- **Excerpt to read**:

# Look at the chest of this doe!



## LamanchaAcres (Jan 11, 2013)

She has always been a big big baby and a show stopper in the ring, but just looked at this picture and it wowed me!


----------



## TrinityRanch (Mar 26, 2013)

Wow is she Boer cross? Looks huge!


----------



## ksalvagno (Oct 6, 2009)

She looks like she is well conditioned. She does have a nice chest size though.


----------



## toth boer goats (Jul 20, 2008)

Nice chest


----------



## nancy d (Oct 5, 2007)

Now that's impressive!


----------



## LamanchaAcres (Jan 11, 2013)

TrinityRanch said:


> Wow is she Boer cross? Looks huge!


Nope she is a Lamancha.... A well loved Lamancha. She is only 2 too.


----------



## happybleats (Sep 12, 2010)

pretty girl..and big


----------



## OakHollowRanch (Jun 6, 2013)

Wow, she looks like a huge boer! If her face and color were not visible, I would have never guessed that she was a dairy doe. Impressive girl.


----------



## sweetgoats (Oct 18, 2007)

TrinityRanch said:


> Wow is she Boer cross? Looks huge!


 i was going to ask the same thing. Is she registered? She is almost non dairy looking she is so big. Love her sweet face.


----------



## Little-Bits-N-Pieces (Apr 7, 2013)

My goodness, that is so much power in the front end assembly she lacks just about all dairy character. She a body builder


----------



## NyGoatMom (Jan 26, 2013)

Big girl!


----------



## LamanchaAcres (Jan 11, 2013)

Yes she is registered. Her papers have her as a grade but that is because her grandma wasnt registered and that made her mother 50%. So she is 75%. But there is no other breed in her blood lines. This picture is of her as a yearling. A month later she got 2 grands and a reserve.


----------



## LamanchaAcres (Jan 11, 2013)

This is her dam and sire..... Dam isnt the prettiest but she is one of the founders so she stays. She also isnt set up and is standing weird in the one pic. She is not really posty.


----------



## TDG-Farms (Jul 12, 2013)

Great width. Any side pics?


----------

- **Listing**:
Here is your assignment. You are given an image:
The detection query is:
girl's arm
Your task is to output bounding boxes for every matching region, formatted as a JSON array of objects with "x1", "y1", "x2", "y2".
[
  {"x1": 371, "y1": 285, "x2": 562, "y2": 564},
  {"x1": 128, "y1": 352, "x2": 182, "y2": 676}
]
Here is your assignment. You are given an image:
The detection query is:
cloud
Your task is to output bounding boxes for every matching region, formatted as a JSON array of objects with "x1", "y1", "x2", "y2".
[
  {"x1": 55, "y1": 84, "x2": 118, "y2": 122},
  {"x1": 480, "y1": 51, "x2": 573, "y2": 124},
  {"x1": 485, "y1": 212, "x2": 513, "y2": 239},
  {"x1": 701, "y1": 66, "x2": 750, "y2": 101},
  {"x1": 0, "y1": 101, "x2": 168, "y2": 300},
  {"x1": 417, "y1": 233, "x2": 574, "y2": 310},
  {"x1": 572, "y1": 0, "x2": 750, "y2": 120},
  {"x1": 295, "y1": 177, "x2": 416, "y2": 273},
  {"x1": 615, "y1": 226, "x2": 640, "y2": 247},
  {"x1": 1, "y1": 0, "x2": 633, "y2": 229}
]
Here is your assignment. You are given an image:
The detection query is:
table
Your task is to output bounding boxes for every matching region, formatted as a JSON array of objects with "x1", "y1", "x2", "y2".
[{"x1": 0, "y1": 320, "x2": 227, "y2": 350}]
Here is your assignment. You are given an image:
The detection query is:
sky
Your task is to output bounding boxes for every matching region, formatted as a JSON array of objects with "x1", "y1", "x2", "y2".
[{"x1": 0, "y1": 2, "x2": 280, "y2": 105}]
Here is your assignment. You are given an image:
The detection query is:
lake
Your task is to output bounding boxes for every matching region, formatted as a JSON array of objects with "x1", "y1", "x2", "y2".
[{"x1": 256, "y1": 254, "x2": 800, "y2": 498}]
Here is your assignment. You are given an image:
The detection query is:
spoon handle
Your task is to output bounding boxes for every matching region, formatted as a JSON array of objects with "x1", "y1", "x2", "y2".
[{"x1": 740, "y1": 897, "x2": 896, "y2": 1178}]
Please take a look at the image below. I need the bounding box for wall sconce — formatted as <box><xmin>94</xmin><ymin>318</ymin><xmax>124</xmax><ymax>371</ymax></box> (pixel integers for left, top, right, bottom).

- **The tasks**:
a) List every username in the goat forum thread that appears with a date from 2013, naming each user once.
b) Print everything in the goat forum thread from "This is her" down to "not really posty.".

- **Solutions to the tasks**:
a) LamanchaAcres, TrinityRanch, OakHollowRanch, Little-Bits-N-Pieces, NyGoatMom, TDG-Farms

b)
This is her dam and sire..... Dam isnt the prettiest but she is one of the founders so she stays. She also isnt set up and is standing weird in the one pic. She is not really posty.